| Passage given |
Today as I sat writing at my desk, I had a feeling I was being watched.  A glance out the window showed me why: a crow was sitting in the branches of the nearby tree, looking in at me — or, more accurately, at my lunch.

His (her?  their?  I didn’t want to presume) head cocked back and forth.  I smiled and shrugged helplessly, gesturing to the window between us.  With a disgusted caw, the bird gave one last head tilt and took off for less-daft human company.

The chances of it being my friend Charles are very slim.  (I live nearly 8 km / 5 miles from the beach, as the crow flies.)

But let’s pretend anyway.


This post was created as part of Two Writing Teachers’ Slice of Life Challenge

You can view other writers’ contributions via the comments here.

Poetry Prompt: Change / Don’t Change

This week, my Tuesday prompts group used today’s 2021 April PAD Challenge prompt from Writer’s Digest.

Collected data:
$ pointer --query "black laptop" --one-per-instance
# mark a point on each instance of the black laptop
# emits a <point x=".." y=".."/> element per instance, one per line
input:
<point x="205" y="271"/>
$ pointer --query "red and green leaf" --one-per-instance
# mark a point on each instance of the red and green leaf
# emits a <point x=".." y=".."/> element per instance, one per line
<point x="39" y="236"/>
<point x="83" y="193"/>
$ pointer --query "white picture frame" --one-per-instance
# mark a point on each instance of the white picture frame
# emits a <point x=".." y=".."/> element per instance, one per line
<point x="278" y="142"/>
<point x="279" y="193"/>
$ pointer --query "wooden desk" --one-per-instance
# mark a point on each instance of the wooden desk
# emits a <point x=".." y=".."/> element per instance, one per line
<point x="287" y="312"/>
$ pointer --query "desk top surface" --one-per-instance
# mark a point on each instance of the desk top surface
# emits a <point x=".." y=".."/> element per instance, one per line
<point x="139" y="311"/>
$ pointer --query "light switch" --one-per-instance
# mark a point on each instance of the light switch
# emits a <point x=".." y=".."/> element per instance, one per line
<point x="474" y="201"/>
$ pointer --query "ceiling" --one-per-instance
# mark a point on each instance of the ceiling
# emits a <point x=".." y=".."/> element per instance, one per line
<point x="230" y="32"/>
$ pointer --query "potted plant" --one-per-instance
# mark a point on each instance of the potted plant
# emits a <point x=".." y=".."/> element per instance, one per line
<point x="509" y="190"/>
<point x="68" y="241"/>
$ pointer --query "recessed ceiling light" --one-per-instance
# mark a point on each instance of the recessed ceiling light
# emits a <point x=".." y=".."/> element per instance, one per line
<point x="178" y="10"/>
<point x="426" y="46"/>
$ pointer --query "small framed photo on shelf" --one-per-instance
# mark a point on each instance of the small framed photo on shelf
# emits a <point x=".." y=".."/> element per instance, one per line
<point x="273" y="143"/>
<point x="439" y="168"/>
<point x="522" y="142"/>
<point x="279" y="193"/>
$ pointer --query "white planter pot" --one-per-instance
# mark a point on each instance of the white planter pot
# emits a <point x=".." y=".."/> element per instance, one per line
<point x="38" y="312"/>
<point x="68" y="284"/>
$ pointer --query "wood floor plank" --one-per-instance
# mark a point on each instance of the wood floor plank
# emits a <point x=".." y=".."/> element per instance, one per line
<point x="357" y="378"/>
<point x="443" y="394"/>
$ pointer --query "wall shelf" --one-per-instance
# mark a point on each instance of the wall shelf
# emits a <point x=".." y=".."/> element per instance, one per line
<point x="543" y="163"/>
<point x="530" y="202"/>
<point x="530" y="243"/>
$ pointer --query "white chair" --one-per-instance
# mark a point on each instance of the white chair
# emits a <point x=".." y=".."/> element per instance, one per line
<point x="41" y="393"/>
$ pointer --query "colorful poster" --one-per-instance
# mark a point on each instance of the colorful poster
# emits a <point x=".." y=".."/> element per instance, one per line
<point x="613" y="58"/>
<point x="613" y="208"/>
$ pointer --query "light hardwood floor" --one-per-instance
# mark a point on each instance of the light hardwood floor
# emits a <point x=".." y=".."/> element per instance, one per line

| Exercises |
(1) Say whether each statement agrees with the crow passage, answering yes or no and quoting the words that decide it: (a) The crow was looking at the writer's lunch. (b) The writer lives right by the beach. (c) The bird flew off with a disgusted caw.
(2) Reproduce word for word the stretch of the crow passage from "Today as I sat" through "at my lunch.".
The records have nothing to do with this work.

| Answers for this exercise |
(1)
(a) Yes: "or, more accurately, at my lunch."
(b) No: "I live nearly 8 km / 5 miles from the beach, as the crow flies."
(c) Yes: "With a disgusted caw, the bird gave one last head tilt and took off for less-daft human company."

(2)
Today as I sat writing at my desk, I had a feeling I was being watched.  A glance out the window showed me why: a crow was sitting in the branches of the nearby tree, looking in at me — or, more accurately, at my lunch.